ASSIGNMENT: Lines below that include "rough" are the answer; copy each one.

PROVIDED RECORDS:

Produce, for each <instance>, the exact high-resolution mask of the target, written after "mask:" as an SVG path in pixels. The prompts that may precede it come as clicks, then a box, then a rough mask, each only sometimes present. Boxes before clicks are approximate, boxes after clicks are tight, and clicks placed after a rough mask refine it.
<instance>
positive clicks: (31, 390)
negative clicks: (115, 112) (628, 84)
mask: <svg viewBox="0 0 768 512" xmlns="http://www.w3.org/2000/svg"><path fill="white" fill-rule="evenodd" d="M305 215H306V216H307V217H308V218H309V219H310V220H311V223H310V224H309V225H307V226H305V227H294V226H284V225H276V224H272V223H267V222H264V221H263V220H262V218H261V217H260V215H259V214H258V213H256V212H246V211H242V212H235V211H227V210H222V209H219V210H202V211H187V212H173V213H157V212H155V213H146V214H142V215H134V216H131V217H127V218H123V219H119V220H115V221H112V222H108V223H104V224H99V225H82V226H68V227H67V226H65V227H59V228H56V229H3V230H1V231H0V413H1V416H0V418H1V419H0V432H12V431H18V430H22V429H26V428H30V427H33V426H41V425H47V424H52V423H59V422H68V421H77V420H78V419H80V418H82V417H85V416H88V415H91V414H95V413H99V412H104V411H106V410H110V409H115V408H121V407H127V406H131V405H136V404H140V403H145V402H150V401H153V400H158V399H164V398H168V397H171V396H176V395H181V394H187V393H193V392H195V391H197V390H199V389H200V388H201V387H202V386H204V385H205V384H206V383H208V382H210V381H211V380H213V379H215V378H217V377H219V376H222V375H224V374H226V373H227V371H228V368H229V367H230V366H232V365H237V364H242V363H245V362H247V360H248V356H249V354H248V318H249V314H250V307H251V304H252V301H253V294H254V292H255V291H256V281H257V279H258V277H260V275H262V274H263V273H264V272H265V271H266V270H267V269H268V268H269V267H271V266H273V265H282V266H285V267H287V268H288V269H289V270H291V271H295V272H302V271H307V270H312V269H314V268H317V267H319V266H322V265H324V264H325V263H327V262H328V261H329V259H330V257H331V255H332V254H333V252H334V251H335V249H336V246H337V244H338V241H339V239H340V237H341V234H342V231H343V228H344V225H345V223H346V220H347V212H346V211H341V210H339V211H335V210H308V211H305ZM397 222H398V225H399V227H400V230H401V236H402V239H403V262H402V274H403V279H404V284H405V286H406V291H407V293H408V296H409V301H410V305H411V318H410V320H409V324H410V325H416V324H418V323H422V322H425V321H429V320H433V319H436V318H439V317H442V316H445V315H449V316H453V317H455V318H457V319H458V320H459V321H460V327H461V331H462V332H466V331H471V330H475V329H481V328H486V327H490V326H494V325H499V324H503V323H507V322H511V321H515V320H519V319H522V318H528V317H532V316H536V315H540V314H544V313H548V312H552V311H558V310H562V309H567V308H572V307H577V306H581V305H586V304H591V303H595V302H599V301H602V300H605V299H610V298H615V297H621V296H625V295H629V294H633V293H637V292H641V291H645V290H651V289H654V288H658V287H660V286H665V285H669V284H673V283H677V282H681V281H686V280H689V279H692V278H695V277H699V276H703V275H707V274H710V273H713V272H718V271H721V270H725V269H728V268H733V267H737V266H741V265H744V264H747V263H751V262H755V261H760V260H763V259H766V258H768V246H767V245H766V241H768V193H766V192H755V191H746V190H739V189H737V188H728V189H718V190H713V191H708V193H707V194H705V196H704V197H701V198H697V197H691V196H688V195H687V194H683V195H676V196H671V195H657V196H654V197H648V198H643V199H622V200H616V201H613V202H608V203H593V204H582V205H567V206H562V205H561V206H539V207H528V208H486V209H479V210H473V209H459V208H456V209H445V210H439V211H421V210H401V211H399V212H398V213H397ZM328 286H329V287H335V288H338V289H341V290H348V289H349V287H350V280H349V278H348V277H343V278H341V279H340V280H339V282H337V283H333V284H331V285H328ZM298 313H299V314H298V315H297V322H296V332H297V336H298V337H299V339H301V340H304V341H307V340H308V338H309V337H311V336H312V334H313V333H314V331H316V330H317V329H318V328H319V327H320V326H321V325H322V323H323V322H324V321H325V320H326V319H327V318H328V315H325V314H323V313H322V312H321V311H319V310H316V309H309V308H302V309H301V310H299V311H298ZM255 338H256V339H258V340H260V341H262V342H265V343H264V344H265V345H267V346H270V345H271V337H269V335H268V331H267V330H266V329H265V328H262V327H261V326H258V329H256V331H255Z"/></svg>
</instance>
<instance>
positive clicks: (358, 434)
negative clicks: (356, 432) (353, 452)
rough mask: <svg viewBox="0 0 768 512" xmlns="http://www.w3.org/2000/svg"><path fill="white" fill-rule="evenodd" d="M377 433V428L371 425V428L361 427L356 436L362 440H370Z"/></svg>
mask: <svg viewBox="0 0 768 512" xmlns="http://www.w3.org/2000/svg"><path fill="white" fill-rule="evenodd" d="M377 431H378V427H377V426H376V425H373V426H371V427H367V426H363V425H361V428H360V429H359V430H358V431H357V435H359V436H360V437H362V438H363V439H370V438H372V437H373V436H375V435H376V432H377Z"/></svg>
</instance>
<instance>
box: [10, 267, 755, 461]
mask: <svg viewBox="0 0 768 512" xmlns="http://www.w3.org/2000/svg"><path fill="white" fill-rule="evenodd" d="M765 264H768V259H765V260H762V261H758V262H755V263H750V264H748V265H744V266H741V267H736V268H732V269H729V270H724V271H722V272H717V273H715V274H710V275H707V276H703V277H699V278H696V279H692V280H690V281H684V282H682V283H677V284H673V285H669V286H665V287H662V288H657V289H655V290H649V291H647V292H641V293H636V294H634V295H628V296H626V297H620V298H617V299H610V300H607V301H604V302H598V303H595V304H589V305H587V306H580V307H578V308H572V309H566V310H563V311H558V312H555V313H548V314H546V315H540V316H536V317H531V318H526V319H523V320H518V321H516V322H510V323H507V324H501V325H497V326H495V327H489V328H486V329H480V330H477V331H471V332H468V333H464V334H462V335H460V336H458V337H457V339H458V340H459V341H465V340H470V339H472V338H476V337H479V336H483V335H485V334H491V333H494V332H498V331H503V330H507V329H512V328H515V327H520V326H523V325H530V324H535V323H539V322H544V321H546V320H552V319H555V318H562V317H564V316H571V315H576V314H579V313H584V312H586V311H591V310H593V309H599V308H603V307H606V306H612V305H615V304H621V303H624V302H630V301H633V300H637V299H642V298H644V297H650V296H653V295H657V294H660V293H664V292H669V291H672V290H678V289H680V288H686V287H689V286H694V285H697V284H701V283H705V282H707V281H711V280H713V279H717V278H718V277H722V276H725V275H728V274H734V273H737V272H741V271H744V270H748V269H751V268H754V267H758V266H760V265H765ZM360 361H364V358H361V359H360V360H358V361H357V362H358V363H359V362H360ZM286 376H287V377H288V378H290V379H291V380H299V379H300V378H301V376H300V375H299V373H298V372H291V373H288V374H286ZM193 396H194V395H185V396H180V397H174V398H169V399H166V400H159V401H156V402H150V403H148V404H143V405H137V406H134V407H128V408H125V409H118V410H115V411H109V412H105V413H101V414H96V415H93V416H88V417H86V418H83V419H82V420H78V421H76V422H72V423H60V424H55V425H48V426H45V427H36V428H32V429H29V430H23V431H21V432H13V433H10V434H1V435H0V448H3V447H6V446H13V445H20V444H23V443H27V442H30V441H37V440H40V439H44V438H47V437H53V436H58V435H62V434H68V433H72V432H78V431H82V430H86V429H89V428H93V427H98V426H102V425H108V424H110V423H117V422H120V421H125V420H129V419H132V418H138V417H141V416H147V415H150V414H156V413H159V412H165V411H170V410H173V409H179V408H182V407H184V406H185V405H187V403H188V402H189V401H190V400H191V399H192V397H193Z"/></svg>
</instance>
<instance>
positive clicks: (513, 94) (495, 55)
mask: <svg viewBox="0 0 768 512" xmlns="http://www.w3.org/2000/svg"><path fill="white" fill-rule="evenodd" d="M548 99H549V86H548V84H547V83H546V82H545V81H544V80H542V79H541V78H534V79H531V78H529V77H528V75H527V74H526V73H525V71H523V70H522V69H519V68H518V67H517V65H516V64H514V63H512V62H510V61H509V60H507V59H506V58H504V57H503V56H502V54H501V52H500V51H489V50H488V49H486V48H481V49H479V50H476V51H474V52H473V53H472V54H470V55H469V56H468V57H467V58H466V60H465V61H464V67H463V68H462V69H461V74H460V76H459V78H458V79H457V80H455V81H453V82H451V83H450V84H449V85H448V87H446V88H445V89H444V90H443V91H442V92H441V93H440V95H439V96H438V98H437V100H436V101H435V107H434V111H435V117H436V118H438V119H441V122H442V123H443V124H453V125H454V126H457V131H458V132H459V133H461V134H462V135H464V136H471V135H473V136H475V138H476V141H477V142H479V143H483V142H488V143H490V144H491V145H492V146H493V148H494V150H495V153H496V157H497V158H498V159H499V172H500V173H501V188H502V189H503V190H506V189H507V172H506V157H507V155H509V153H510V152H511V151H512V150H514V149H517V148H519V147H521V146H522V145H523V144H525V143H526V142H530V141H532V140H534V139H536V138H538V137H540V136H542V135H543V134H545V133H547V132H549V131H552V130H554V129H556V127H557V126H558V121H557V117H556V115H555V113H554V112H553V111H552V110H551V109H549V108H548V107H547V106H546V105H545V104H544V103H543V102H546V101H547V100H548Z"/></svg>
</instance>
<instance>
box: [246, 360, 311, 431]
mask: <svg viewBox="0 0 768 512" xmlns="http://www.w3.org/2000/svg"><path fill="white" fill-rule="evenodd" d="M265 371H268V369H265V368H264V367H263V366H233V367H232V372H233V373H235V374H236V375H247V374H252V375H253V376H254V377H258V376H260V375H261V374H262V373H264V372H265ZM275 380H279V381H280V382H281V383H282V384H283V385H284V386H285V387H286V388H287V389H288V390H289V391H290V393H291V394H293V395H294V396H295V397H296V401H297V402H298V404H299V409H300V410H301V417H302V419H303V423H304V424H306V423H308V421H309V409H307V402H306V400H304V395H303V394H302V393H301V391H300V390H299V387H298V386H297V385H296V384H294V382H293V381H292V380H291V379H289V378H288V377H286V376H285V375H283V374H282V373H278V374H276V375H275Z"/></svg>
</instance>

TASK SOLUTION:
Produce, for each <instance>, the exact high-resolution mask of the target, written after "mask:" as an SVG path in pixels. The prompts that may precede it come as clicks, then a box, then a rough mask, each only sometimes present. Boxes before clicks are approximate, boxes after clicks are tight, and clicks placed after a rough mask refine it.
rough mask: <svg viewBox="0 0 768 512" xmlns="http://www.w3.org/2000/svg"><path fill="white" fill-rule="evenodd" d="M377 433V428L371 425V428L361 427L356 436L362 440H370Z"/></svg>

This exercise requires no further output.